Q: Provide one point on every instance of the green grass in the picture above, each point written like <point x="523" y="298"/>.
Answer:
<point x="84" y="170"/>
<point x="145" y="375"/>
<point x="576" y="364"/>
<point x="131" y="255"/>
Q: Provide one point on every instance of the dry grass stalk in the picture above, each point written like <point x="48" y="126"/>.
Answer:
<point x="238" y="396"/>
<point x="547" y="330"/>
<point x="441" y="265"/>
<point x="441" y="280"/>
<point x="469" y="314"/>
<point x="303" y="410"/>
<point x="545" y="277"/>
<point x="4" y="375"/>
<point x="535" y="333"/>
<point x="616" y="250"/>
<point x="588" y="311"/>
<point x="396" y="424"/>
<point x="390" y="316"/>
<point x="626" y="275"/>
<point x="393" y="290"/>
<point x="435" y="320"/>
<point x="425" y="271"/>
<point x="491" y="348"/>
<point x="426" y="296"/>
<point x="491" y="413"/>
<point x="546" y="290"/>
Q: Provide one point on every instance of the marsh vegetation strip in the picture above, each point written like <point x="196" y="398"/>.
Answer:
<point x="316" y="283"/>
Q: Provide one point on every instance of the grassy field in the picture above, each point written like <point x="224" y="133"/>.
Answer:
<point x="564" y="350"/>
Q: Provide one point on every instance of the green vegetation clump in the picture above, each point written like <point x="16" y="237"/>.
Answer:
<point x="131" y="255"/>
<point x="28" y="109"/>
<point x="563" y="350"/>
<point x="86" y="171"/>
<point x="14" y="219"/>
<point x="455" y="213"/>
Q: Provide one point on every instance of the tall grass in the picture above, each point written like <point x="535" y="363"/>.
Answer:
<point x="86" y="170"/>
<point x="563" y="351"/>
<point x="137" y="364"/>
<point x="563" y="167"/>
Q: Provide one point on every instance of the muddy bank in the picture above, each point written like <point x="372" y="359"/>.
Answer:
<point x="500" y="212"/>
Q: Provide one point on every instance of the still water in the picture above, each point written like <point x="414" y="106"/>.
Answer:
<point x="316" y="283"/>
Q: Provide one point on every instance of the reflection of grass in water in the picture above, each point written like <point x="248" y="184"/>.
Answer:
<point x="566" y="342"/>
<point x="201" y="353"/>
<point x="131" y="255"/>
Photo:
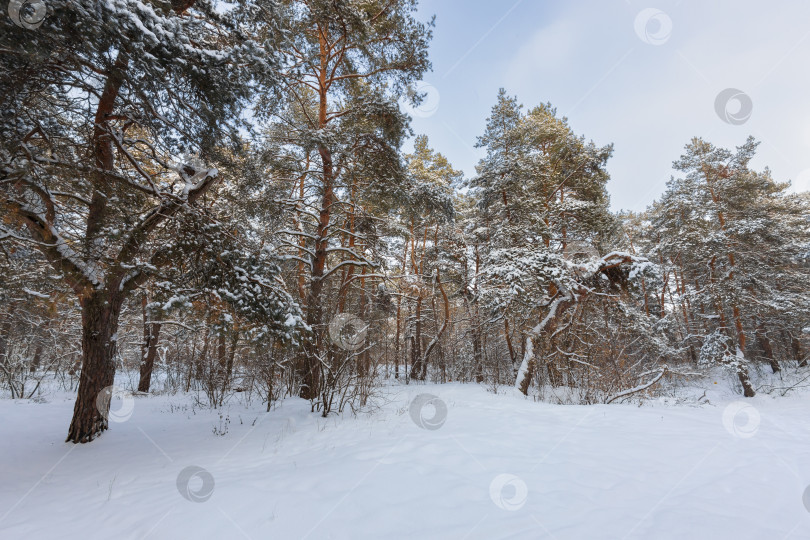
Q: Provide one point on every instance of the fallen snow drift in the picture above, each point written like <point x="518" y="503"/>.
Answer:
<point x="499" y="466"/>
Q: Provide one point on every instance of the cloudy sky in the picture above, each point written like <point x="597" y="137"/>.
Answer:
<point x="643" y="76"/>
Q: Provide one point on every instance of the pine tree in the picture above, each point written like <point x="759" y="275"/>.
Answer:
<point x="99" y="107"/>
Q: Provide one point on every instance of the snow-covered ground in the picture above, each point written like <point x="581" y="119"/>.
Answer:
<point x="497" y="466"/>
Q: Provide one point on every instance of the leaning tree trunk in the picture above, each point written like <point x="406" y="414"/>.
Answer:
<point x="151" y="333"/>
<point x="100" y="313"/>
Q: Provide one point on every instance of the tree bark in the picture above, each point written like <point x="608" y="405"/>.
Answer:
<point x="100" y="312"/>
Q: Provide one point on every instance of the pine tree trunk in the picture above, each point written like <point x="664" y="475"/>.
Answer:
<point x="416" y="349"/>
<point x="100" y="313"/>
<point x="151" y="333"/>
<point x="797" y="352"/>
<point x="765" y="345"/>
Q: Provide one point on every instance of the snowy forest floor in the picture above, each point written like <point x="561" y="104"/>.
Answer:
<point x="500" y="466"/>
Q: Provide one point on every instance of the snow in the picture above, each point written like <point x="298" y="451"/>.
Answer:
<point x="499" y="466"/>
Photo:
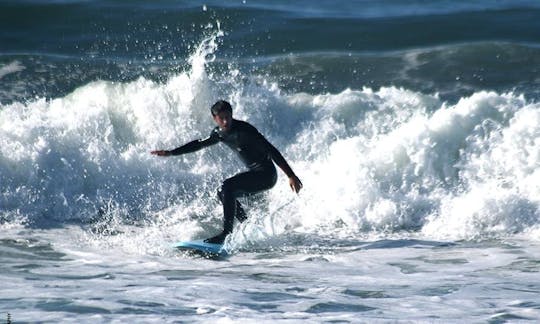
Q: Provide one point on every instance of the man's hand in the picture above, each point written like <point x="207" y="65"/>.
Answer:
<point x="160" y="153"/>
<point x="295" y="183"/>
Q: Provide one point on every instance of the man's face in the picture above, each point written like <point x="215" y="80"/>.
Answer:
<point x="224" y="120"/>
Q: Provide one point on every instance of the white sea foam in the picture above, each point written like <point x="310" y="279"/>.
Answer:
<point x="385" y="161"/>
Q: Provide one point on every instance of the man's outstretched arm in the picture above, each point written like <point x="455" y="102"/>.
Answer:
<point x="190" y="147"/>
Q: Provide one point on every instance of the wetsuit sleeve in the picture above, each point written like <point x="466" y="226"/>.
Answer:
<point x="195" y="145"/>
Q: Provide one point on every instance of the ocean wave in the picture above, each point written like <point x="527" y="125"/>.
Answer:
<point x="387" y="160"/>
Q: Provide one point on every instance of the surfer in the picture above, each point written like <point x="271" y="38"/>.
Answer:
<point x="254" y="150"/>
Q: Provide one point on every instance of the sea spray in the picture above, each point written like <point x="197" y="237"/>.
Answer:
<point x="382" y="161"/>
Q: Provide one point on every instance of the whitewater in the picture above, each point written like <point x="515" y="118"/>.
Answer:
<point x="414" y="208"/>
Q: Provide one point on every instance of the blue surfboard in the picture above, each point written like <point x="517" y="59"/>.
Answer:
<point x="200" y="247"/>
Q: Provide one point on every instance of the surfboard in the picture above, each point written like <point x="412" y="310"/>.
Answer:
<point x="202" y="248"/>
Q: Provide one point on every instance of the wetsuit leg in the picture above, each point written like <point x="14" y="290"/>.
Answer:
<point x="242" y="184"/>
<point x="240" y="212"/>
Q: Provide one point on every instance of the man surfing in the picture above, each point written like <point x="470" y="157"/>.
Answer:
<point x="256" y="153"/>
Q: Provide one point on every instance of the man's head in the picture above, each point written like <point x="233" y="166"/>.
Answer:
<point x="222" y="114"/>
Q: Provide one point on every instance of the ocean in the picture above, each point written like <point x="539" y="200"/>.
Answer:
<point x="413" y="125"/>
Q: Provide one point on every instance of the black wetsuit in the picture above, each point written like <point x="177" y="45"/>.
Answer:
<point x="256" y="153"/>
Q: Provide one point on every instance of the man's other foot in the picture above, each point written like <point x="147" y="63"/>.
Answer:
<point x="218" y="239"/>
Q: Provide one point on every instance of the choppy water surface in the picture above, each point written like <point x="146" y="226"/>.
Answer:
<point x="414" y="128"/>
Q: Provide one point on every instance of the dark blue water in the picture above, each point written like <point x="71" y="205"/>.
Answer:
<point x="414" y="126"/>
<point x="452" y="48"/>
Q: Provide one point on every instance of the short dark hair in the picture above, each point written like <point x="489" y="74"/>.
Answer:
<point x="220" y="106"/>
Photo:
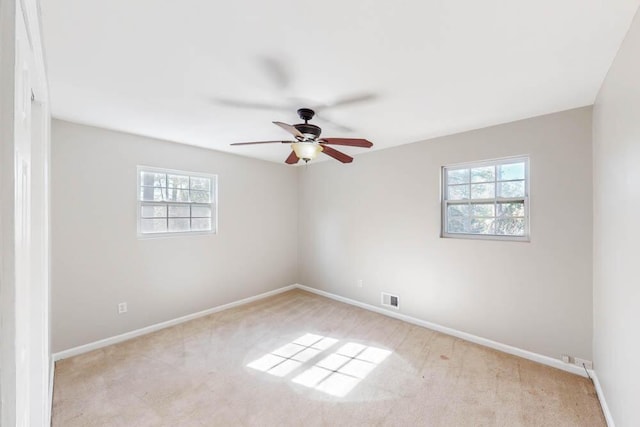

· · · · · · ·

Objective:
State how many lines of the records above contain the word "dark", and give only that number.

Expected answer:
2